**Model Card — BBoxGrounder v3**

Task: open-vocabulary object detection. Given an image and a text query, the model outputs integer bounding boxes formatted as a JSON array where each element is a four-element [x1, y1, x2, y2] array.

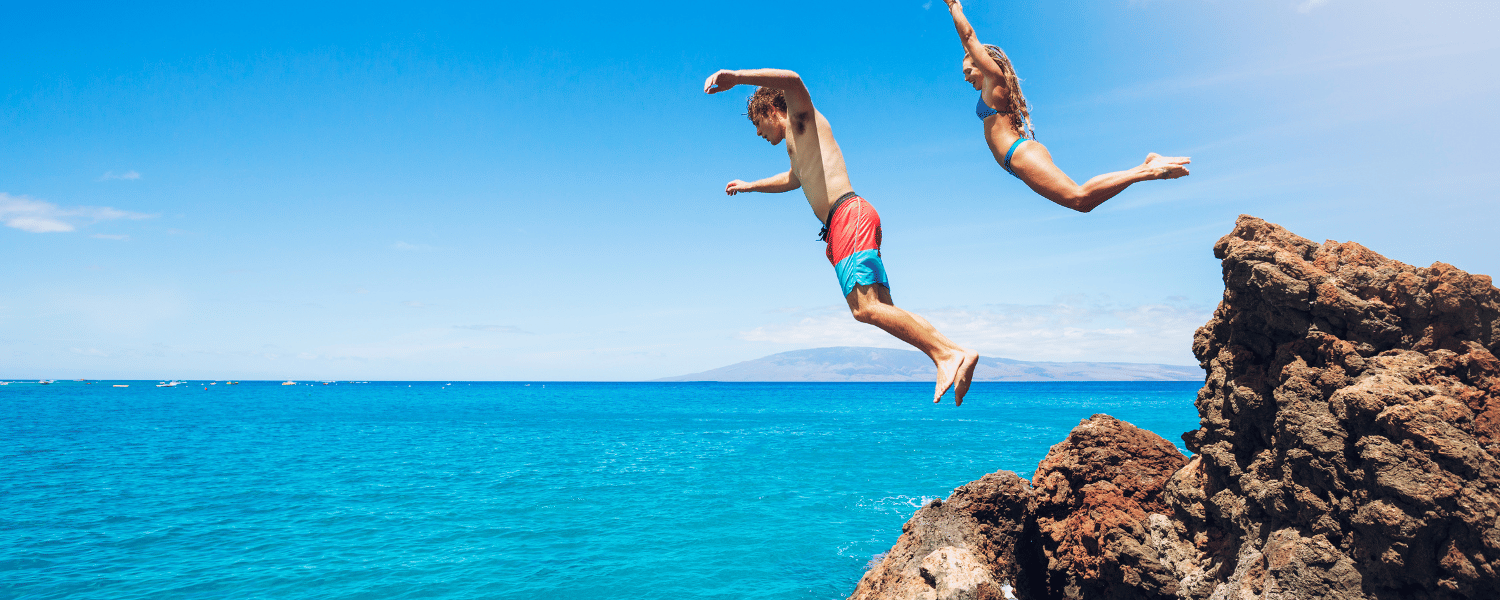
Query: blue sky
[[0, 0, 1500, 380]]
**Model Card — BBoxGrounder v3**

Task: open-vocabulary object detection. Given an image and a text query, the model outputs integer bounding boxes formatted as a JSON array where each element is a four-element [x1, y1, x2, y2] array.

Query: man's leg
[[845, 284, 980, 405]]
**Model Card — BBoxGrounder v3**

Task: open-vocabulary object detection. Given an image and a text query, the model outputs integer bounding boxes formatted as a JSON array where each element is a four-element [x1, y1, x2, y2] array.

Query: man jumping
[[704, 69, 980, 405]]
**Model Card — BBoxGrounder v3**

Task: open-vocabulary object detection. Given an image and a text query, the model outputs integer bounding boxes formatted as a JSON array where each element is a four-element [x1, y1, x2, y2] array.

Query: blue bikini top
[[974, 96, 1011, 122]]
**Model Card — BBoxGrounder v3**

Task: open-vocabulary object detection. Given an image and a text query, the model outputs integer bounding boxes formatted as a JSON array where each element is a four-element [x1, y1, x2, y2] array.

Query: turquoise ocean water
[[0, 381, 1199, 600]]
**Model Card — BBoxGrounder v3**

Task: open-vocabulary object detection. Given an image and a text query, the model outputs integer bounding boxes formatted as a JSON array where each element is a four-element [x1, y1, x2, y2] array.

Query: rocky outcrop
[[854, 216, 1500, 600]]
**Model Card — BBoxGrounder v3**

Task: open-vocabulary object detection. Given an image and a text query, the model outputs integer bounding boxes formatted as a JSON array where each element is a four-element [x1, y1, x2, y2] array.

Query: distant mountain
[[656, 347, 1203, 381]]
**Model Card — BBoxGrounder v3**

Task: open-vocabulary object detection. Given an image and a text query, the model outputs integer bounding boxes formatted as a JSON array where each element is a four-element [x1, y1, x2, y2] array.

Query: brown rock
[[854, 216, 1500, 600]]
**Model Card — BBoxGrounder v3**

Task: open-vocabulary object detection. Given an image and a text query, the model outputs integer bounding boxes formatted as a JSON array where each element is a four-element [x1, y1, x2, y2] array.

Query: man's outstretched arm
[[725, 171, 803, 195], [704, 69, 813, 114]]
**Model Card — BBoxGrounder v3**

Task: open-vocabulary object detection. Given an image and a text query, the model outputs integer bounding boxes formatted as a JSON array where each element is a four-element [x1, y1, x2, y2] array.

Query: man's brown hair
[[746, 87, 786, 123]]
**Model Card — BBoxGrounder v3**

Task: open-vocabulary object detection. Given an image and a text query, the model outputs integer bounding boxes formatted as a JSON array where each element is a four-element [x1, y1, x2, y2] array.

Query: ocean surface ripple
[[0, 381, 1199, 600]]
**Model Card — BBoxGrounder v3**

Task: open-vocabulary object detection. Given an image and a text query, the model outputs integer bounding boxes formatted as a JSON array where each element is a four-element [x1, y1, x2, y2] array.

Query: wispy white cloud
[[740, 299, 1212, 365], [453, 326, 531, 333], [0, 192, 155, 234], [1065, 38, 1497, 105], [1298, 0, 1328, 14]]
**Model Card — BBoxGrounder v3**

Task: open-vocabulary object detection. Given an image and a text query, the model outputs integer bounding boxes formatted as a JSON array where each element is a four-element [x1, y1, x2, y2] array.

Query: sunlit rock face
[[854, 216, 1500, 600]]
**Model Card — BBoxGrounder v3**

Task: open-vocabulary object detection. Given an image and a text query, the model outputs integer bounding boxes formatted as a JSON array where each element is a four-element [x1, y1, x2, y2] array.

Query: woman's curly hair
[[984, 44, 1037, 140], [746, 87, 786, 123]]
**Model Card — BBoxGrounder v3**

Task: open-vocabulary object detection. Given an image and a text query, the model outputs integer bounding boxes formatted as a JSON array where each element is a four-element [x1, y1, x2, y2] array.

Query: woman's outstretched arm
[[944, 0, 1001, 75], [1011, 141, 1193, 213]]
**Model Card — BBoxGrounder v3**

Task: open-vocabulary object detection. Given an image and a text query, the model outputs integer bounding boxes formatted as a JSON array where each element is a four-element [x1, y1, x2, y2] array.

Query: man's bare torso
[[786, 108, 854, 222]]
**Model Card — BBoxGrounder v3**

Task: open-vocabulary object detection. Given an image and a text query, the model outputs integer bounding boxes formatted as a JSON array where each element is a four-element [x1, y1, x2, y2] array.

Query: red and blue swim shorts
[[824, 192, 891, 296]]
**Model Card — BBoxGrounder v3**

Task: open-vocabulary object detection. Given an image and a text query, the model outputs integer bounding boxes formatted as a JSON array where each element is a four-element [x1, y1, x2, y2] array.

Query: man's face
[[755, 111, 786, 146], [963, 54, 984, 90]]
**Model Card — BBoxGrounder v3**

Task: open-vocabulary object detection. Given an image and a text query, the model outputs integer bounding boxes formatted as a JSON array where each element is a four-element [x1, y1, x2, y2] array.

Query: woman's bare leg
[[1011, 141, 1193, 213]]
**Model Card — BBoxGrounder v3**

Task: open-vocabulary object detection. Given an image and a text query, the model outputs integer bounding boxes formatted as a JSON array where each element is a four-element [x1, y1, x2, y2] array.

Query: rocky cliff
[[852, 216, 1500, 600]]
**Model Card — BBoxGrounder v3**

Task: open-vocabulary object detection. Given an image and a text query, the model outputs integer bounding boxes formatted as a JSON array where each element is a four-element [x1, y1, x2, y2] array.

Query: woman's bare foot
[[1140, 152, 1193, 179], [953, 350, 980, 407], [933, 353, 965, 404]]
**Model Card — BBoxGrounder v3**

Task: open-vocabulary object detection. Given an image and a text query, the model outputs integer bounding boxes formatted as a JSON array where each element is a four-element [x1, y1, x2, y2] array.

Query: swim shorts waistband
[[818, 192, 860, 242]]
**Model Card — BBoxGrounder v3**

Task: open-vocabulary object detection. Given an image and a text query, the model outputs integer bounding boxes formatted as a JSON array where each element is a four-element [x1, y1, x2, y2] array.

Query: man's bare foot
[[953, 350, 980, 407], [933, 353, 963, 404], [1140, 152, 1193, 179]]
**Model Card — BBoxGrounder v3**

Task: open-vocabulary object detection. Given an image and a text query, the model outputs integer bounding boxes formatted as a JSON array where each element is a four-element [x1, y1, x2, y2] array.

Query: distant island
[[653, 347, 1203, 381]]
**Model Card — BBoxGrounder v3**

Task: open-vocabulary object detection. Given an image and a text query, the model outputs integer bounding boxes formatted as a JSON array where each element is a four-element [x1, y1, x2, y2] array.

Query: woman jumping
[[945, 0, 1193, 213]]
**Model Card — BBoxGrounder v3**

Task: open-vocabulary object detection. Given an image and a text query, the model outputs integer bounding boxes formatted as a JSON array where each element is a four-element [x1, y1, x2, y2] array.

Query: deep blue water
[[0, 381, 1199, 600]]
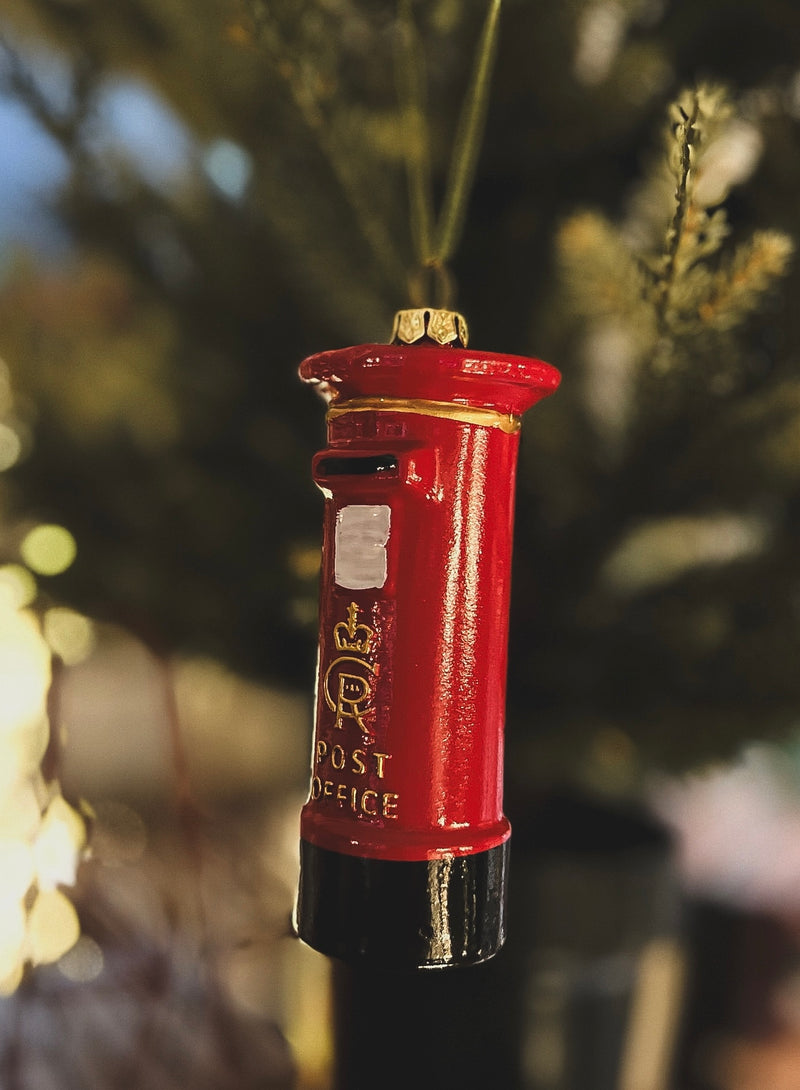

━━━━━━━━━━━━━━━━━━━━

- [YOUR OBJECTIVE]: Give every line of the records above as a numbered list, leaving out blank lines and the pictures.

- [THE SOLUTION]:
1. **Model Card — BBoxGrounder v3**
2. Task: open-vocabulary object detection. Given an image and a text query, the model outputs integer bounding boxes formatted as a JSON array where each element is a four-element [x1, y1, x2, y2] array.
3. Query: blue sky
4. [[0, 0, 1500, 380]]
5. **Model Card — BBoxGrounder v3**
6. Task: open-vocabulary object detection. Given an image and a text query, the model outputs integer bounding boxes formatted as a JSON array where each element is a four-element [x1, y1, x2, y2] array.
7. Query: man's leg
8. [[845, 284, 980, 405]]
9. **Model Card — BBoxGrounder v3**
10. Task: open-vocabulary object detection. Given an image and a text query, the model outputs integer bounding boxes formatted as a JSON array where each element is a four-element [x1, y1, x2, y2] array.
11. Query: man jumping
12. [[704, 69, 980, 405]]
13. **Model Card — BBoxGrounder v3**
14. Task: open-vocabulary object detection. Given an image and a text query, the model outputs integer bounding boxes formatted as a JSON array where each element is a four-element [x1, y1, x2, y2] array.
15. Query: blue bikini top
16. [[974, 96, 1011, 122]]
17. **Model Card — BBoxGrounder v3**
18. Task: open-vocabulary object detection. Given an image and a text query, the model outputs integer bounding boxes formatted as a JSON array where each element is a four-element [x1, y1, x2, y2] array.
19. Query: turquoise ocean water
20. [[0, 381, 1199, 600]]
21. **Model Card — BBoxGrounder v3**
22. Task: open-vocabulary object detection. Given an image and a text query, the model outputs integer bounding boxes formatted as a JSON array where each element is a four-element [x1, y1, x2, y2] array.
23. Query: rocky outcrop
24. [[854, 216, 1500, 600]]
25. **Model Card — BBoxGrounder v3**
26. Task: open-vocabulary object detection. Given an image and a text query, the model outputs integer bounding boxes formatted as a JSON array where each element is a four-element [x1, y1, x2, y2] array.
27. Query: distant mountain
28. [[656, 347, 1203, 381]]
29. **Model Card — BBoxGrounder v3**
30. Task: open-vocabulary object detection. Given an image and a text query, the model outputs integer bounding boxes formatted as a JSON array where each element is a four-element [x1, y1, x2, y2] array.
31. Query: brown rock
32. [[854, 216, 1500, 600]]
33. **Model Card — BBoxGrounder v3**
34. Task: open-vocabulary object detection. Given an image and a text query, the model outputs integer bounding boxes formatted as a JSON array where each element is a four-element [x1, y1, x2, y2] array.
35. Query: man's outstretched arm
36. [[725, 171, 803, 195], [704, 69, 813, 114]]
37. **Model Card — BBoxGrounder v3**
38. Task: open-vocabulary object detection. Given an image and a text query, the model outputs integer bounding boxes formatted as a JSON array where each element is a four-element [x1, y1, x2, y2] array.
39. Query: man's brown hair
40. [[746, 87, 786, 123]]
41. **Model Card — BBoxGrounder v3**
42. Task: open-vocabulary object detection. Given an image and a text query, the model outputs integer bounding boxes formatted as a JSON array where each element is a four-element [x1, y1, x2, y2] array.
43. Query: ocean surface ripple
44. [[0, 381, 1199, 600]]
45. **Model Card — BBoxGrounder v3**
46. Task: open-vocabulary object detection. Given an image and a text query, the model outputs integer bounding boxes formatted as a JSON array where each element is a four-element [x1, y1, x2, y2] array.
47. Query: wispy white cloud
48. [[740, 299, 1212, 365], [453, 326, 531, 333], [0, 192, 155, 234], [1065, 38, 1497, 105], [1298, 0, 1328, 14]]
49. **Model Card — BBoxGrounder v3**
50. Task: open-vocabulary object detection. Given an image and a text query, the model outputs integer bounding boxes formatted as a JSON array where each element is a four-element [x1, y1, x2, y2] array.
51. Query: sunlit rock face
52. [[854, 216, 1500, 600]]
53. **Model Card — BBoxGrounder v3**
54. Task: open-vocabulary object detection. Given an image and a text query, the model outputs integer bounding boxes formatted as a JSON array where each element is a four-element [x1, y1, x2, y2] array.
55. Query: woman's curly hair
56. [[984, 44, 1037, 140], [746, 87, 786, 123]]
57. **Model Card — BBoxGrounder v3**
58. Task: open-vocabulary object detection. Given an image and a text query, the model outputs integer bounding boxes formatted as a JSON array where each element is a four-element [x1, y1, x2, y2] array.
59. Query: woman's outstretched arm
60. [[944, 0, 1001, 75], [1011, 141, 1193, 213]]
61. **Model Card — BBoxGrounder v3**
62. Task: open-vocabulary object detection. Given an image and a text query, the model outputs integer bounding boxes formatted as a JSON array where each element is a four-element [x1, y1, x2, y2] array.
63. Query: man's bare torso
64. [[786, 108, 854, 222]]
65. **Model Card — BBoxGrounder v3**
66. Task: open-vocabulary object detection. Given an image and a text query, the model outputs integer bounding boxes formatted as a JSON array where each element is a four-element [x1, y1, x2, y2] array.
67. Query: red and blue swim shorts
68. [[824, 192, 891, 296]]
69. **Model Card — BBoxGrounder v3**
70. Task: open-vocabulary object detection. Given an image and a text query, the model outputs integer bounding boxes formatted as a JSON array where each element is a four-element [x1, y1, x2, y2] array.
71. Query: man's face
72. [[755, 111, 786, 146], [963, 54, 984, 90]]
73. **Model Card — BBoxGrounder v3**
74. Task: open-vocabulary object detection. Given an image and a text query, the model outputs integer bounding boxes formatted as a JSON array where each element is a four-element [x1, y1, x2, y2] array.
75. Query: woman's bare leg
76. [[1011, 141, 1193, 213]]
77. **Model Card — BBoxGrounder v3**
78. Task: open-vocabulary object detection. Given an image and a text query, the model outputs integer bounding boxes formatted as a JSON array where each element is a four-element [x1, y1, x2, y2] array.
79. Query: rocky cliff
80. [[852, 216, 1500, 600]]
81. **Model Card — BBoxGrounder v3**
82. Task: open-vocabulary object detection. Given an image and a text query, the model outputs integer bounding boxes formatted as a JSON array where each element is a four-element [x1, y1, x2, y2] array.
83. Query: woman's bare foot
84. [[1140, 152, 1193, 179], [953, 350, 980, 407], [933, 353, 965, 404]]
85. **Model Card — BBoxGrounder v3**
86. Task: open-vocabulary object detection. Given an image and a text query, the model outputs integer bounding boxes formatted as a JSON array where each element is a four-element [x1, y1, x2, y2] array.
87. Query: swim shorts waistband
88. [[818, 192, 860, 242]]
89. **Model Card — BBoxGrounder v3**
90. Task: open-vocabulary object detection. Given an image and a text query, the model outputs integer bounding boxes formatted as a JSON array where each element is a four-element [x1, y1, x2, y2] array.
91. Query: man's bare foot
92. [[953, 350, 980, 407], [933, 353, 963, 404], [1140, 152, 1193, 179]]
93. **Model Card — BBoxGrounder v3**
94. Task: open-vocabulary object detection. Given an image and a text query, the model outputs integer bounding boxes formatted as a JSON array where each element is a four-element [x1, y1, x2, y2] array.
95. Query: distant island
96. [[653, 347, 1203, 381]]
97. **Model Card — BBoxGrounder v3**
98. Task: open-vocabulary object detection. Given an image and a text query, the model outputs integer bounding boxes formatted as a JSON array where each element is a four-element [x1, y1, x2, y2] array.
99. Query: woman jumping
100. [[945, 0, 1193, 213]]
101. **Model Card — BBoxGrounder v3**
102. Task: open-vocabulary object detection. Given an image and a text query, the model outputs integer bounding boxes formatted as a JSON array where each element is a four-element [x1, y1, x2, y2] array.
103. Query: deep blue water
104. [[0, 381, 1199, 600]]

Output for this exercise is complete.